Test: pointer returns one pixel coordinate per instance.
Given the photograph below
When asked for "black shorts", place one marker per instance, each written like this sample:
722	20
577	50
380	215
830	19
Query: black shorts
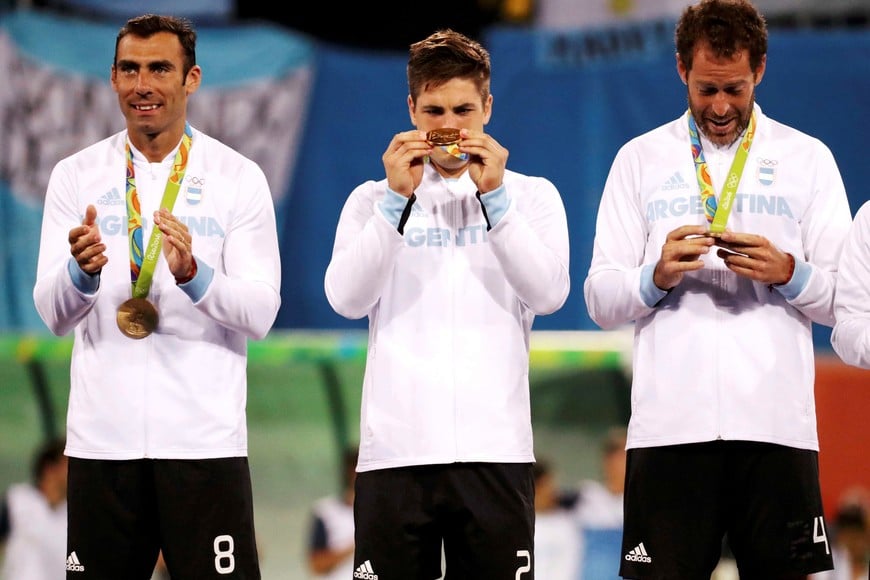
198	511
681	500
484	512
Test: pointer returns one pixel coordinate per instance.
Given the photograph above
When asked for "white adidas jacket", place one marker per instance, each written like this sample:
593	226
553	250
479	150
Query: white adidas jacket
720	356
851	336
181	392
450	308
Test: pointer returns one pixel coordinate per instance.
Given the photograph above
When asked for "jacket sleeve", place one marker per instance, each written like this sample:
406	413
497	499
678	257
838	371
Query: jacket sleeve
851	336
245	294
364	252
613	284
59	303
824	228
531	244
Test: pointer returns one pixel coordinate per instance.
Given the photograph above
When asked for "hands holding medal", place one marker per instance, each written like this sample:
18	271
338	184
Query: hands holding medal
748	255
177	245
86	244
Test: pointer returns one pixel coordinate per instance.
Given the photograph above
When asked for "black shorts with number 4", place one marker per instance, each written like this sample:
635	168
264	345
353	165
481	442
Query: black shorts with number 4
681	500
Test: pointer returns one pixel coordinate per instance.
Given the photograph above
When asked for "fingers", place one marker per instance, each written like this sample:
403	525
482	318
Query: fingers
403	161
86	245
90	216
172	229
681	253
488	159
754	257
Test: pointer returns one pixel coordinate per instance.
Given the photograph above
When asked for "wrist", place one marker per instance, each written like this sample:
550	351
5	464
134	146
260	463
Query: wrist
790	270
190	273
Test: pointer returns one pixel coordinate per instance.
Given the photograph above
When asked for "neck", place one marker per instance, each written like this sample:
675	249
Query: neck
155	146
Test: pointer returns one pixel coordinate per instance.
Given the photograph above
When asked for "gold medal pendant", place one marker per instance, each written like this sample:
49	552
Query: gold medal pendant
137	318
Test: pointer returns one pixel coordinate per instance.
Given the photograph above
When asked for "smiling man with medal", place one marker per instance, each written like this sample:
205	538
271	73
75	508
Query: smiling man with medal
718	235
156	426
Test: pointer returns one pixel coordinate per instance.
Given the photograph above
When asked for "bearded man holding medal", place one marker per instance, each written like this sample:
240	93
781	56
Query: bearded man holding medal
159	250
718	234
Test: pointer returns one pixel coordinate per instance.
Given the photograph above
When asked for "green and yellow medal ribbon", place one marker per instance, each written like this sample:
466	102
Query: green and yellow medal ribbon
143	262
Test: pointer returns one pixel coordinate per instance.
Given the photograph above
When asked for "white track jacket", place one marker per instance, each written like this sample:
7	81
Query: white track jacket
720	356
851	336
179	393
450	308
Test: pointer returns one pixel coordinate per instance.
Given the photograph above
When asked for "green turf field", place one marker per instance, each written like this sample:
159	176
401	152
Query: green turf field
303	404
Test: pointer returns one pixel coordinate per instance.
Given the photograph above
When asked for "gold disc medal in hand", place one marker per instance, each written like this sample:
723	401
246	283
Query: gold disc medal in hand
137	318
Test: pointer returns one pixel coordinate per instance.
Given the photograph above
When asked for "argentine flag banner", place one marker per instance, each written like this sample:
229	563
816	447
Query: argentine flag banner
55	99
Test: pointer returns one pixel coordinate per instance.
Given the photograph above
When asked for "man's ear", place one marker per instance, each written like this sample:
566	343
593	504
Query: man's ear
412	111
682	70
193	79
759	72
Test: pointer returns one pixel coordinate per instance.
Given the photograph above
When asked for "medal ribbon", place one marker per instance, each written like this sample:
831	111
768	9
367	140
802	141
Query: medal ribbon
717	214
142	263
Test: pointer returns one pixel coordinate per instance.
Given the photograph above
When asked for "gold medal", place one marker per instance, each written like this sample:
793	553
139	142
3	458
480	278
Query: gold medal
137	318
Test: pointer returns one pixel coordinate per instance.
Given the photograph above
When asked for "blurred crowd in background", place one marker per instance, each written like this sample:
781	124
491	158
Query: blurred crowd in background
373	25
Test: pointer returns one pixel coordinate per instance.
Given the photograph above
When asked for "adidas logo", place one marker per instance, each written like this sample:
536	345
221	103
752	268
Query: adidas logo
365	571
73	564
638	555
111	198
675	182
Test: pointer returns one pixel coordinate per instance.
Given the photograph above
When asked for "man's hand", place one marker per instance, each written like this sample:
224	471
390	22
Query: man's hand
177	243
754	257
681	253
403	161
86	244
487	162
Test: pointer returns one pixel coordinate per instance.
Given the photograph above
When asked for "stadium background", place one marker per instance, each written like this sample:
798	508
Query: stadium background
316	115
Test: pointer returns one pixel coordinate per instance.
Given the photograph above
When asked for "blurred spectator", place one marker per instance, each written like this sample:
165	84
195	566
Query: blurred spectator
598	511
330	548
566	14
33	520
556	536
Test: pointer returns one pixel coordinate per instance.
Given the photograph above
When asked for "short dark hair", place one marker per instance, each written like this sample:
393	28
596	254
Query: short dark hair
446	55
149	24
728	26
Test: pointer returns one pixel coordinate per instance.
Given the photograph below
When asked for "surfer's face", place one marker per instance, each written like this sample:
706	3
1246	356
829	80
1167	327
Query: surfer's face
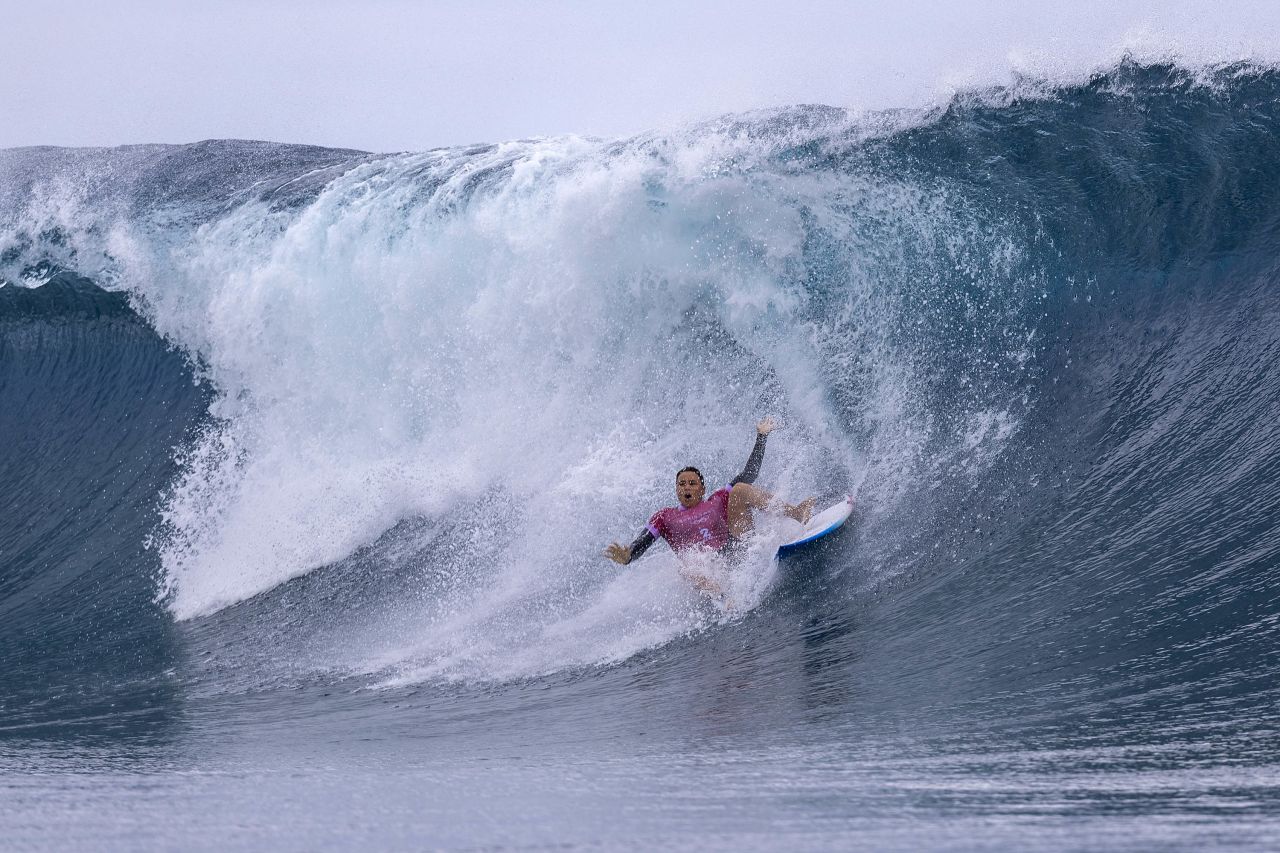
689	489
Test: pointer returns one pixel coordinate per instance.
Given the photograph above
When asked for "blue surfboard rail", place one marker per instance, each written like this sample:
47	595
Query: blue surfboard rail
845	507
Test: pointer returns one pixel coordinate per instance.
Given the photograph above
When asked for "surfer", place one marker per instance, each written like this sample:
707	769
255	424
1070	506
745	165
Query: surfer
720	523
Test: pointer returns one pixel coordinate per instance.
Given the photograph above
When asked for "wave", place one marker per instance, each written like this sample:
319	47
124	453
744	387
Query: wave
1032	331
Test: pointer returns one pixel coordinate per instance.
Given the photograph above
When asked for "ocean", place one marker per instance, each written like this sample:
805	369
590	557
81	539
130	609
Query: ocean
309	456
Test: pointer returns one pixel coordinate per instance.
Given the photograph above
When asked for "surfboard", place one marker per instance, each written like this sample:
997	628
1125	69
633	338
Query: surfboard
819	525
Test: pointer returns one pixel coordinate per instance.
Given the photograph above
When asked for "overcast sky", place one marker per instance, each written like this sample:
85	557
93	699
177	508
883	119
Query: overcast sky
403	74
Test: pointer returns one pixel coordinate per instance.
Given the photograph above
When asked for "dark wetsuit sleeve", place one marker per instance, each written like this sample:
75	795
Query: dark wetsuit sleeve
753	463
640	544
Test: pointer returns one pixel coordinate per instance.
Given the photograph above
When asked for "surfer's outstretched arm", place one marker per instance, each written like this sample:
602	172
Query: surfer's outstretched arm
624	555
753	461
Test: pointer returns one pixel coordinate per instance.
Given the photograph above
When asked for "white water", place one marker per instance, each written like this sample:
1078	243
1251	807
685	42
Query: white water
515	347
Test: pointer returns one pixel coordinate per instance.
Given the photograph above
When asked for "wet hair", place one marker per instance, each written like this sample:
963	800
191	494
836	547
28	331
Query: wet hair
700	480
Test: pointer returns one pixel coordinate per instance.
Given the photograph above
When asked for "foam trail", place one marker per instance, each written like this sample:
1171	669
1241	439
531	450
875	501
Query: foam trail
513	346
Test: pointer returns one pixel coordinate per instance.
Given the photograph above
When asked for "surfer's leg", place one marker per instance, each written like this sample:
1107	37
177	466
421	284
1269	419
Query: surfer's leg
801	511
745	497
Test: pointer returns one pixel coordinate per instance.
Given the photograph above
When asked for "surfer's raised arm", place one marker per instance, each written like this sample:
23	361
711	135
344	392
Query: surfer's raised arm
753	463
624	555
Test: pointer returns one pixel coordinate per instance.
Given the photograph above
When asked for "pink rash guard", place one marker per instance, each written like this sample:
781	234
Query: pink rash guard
705	524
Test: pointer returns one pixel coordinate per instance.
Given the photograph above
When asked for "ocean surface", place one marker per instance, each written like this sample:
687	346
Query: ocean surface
307	459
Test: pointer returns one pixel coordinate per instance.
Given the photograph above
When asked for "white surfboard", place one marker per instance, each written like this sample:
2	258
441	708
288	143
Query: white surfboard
819	525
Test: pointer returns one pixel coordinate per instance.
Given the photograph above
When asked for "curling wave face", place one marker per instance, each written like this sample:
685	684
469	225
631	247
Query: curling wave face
1033	331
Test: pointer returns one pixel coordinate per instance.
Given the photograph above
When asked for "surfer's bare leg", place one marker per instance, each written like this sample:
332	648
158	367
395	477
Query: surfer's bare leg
746	497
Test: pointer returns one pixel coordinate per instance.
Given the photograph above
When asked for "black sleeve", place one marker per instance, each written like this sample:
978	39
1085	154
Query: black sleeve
640	546
753	463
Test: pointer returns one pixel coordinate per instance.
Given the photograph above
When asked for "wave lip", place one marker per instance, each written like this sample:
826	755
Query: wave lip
457	374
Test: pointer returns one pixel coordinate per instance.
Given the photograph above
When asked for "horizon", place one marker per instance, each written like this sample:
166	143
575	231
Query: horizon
396	76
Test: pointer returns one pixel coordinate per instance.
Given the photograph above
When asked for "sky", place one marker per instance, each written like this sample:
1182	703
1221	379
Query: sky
405	74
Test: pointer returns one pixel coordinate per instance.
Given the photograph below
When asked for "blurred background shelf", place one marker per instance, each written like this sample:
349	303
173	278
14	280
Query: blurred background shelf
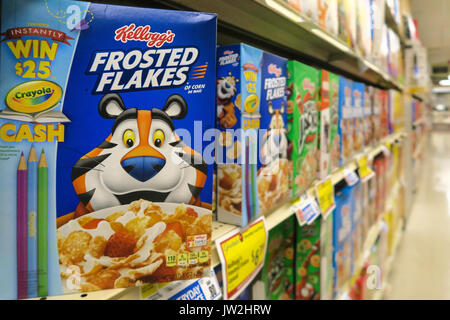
274	26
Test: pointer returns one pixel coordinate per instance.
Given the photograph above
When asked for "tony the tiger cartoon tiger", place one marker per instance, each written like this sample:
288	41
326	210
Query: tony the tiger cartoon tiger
142	158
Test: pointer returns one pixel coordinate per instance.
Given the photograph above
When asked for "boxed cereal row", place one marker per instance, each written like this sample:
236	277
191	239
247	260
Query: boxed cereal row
303	92
252	169
324	126
104	183
358	116
335	138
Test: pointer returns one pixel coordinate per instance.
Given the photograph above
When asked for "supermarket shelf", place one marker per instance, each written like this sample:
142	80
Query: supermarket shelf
371	237
419	121
387	269
420	147
392	24
94	295
274	26
273	219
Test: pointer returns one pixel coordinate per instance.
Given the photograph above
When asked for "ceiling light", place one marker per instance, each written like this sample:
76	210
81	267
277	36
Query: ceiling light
330	39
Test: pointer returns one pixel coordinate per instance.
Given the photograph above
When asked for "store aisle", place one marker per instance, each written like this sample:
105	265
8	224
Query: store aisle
422	266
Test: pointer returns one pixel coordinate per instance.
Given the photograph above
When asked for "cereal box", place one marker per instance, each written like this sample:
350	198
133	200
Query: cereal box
342	244
273	166
334	121
347	21
303	91
276	280
324	125
104	184
238	119
376	114
307	260
346	121
367	115
357	224
358	116
384	113
295	4
326	258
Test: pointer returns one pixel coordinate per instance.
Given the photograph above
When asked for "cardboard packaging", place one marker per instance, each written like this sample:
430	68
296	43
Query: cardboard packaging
253	168
99	101
238	108
303	93
276	280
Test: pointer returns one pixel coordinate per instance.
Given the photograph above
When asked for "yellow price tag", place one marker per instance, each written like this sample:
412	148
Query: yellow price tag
242	253
203	256
182	259
365	172
193	258
171	261
325	196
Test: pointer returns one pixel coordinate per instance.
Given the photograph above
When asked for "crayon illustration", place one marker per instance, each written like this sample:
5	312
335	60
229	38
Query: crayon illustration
22	228
31	223
42	225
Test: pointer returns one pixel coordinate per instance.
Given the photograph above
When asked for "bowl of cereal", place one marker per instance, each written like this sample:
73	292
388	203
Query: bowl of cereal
129	245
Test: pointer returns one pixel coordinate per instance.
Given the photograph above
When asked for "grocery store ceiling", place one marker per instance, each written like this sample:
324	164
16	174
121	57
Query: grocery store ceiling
433	18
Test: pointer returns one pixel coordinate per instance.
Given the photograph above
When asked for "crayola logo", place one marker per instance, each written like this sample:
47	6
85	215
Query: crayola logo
33	96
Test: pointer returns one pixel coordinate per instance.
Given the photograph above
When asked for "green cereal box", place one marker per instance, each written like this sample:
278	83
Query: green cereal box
307	259
276	281
334	121
324	125
303	92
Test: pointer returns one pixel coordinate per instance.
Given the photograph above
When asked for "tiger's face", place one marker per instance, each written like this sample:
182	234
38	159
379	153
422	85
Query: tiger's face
226	87
142	158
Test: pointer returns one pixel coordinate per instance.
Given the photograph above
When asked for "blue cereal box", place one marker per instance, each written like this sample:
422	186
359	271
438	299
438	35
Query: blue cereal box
342	244
238	88
273	167
346	123
106	172
358	115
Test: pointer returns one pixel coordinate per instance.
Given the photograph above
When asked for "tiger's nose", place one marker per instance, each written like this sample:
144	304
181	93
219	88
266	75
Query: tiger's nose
143	168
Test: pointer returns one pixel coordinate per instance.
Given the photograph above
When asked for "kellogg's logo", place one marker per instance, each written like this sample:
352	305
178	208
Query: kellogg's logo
273	69
142	33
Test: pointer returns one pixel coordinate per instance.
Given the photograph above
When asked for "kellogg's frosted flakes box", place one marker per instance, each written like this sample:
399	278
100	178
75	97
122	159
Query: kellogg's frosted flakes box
238	88
105	175
358	116
324	125
303	93
346	121
273	166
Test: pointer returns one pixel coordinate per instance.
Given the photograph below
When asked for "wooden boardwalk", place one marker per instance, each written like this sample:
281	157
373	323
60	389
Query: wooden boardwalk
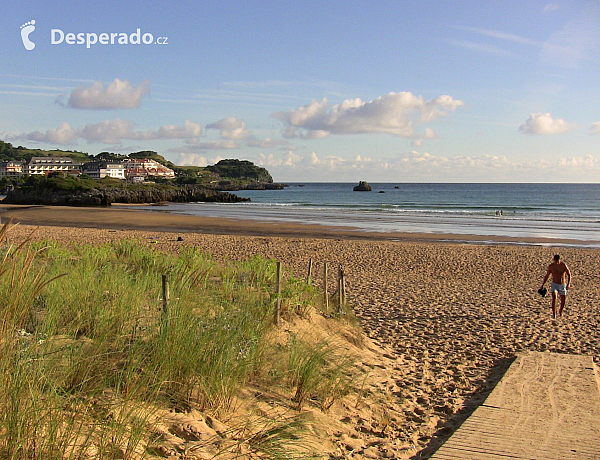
546	407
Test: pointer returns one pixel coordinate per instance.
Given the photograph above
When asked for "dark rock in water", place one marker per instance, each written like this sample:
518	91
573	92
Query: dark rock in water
362	186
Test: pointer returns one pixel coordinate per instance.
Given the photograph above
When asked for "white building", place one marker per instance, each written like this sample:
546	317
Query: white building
143	168
102	169
11	169
46	165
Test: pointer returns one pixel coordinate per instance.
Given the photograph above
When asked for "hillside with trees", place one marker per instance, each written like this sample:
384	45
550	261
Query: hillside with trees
191	183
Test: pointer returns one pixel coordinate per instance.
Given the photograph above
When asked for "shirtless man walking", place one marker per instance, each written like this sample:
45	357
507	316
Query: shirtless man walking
561	279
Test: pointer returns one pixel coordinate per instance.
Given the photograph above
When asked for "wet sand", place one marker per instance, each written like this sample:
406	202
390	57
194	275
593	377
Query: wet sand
451	315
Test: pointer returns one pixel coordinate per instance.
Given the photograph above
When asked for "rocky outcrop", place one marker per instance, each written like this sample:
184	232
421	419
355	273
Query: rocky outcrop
362	186
97	197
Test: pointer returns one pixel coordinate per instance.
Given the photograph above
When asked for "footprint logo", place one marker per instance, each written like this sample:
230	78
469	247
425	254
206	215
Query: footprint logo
26	29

┄┄┄┄┄┄┄┄┄┄┄┄┄┄┄┄┄┄┄┄

» AIM
Collect each line of the material above that contains the string "footprint" and copy those lines out in full. Case counts.

» TASK RESULT
When asked for "footprint logo", place one marker per instance, each written like this sample:
Query: footprint logo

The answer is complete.